Given instruction:
Pick out every line of the material below that contains the word "coat", and copy each of those lines.
· · · ·
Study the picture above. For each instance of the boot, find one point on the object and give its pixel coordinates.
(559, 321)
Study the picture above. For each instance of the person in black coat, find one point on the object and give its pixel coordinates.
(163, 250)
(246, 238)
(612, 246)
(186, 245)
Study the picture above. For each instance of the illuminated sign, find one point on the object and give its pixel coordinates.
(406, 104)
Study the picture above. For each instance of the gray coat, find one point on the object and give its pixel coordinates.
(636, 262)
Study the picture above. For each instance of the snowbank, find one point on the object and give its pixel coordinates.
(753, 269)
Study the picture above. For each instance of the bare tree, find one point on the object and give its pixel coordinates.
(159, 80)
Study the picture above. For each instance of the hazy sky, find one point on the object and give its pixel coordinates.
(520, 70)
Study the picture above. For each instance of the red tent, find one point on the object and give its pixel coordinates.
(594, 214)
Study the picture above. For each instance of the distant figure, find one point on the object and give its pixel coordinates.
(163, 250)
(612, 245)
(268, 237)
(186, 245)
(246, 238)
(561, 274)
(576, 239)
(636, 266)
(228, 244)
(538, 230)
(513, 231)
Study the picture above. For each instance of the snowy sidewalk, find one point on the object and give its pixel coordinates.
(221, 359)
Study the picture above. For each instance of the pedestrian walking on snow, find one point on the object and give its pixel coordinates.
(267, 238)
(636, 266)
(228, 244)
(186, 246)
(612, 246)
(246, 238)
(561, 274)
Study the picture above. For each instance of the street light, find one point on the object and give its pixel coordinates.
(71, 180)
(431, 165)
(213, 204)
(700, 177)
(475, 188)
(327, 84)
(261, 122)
· · · ·
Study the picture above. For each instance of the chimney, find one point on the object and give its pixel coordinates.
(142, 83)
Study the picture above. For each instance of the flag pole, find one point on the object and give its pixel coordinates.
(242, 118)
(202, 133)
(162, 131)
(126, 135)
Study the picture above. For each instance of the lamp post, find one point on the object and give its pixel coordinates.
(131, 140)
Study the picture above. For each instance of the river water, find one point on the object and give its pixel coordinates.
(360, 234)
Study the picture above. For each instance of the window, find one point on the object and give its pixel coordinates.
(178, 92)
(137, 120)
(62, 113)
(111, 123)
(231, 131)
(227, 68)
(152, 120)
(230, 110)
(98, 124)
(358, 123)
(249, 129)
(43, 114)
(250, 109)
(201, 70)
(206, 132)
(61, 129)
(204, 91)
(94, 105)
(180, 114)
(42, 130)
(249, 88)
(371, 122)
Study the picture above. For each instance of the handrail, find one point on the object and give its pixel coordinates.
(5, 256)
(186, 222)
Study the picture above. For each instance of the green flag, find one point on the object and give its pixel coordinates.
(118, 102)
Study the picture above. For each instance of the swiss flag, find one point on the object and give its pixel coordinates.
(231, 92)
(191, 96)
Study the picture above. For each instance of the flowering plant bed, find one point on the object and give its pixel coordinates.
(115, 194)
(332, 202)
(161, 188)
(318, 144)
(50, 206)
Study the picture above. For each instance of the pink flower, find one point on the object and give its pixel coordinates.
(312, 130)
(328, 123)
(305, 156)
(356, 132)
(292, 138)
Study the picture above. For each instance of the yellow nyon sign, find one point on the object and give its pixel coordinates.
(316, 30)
· · · ·
Answer to this task:
Study the picture above. For each instance of the person in black coat, find one point on the object and give its pixel coordinates.
Study the picture above. For each instance of the gray coat, find one point on the object and give its pixel coordinates.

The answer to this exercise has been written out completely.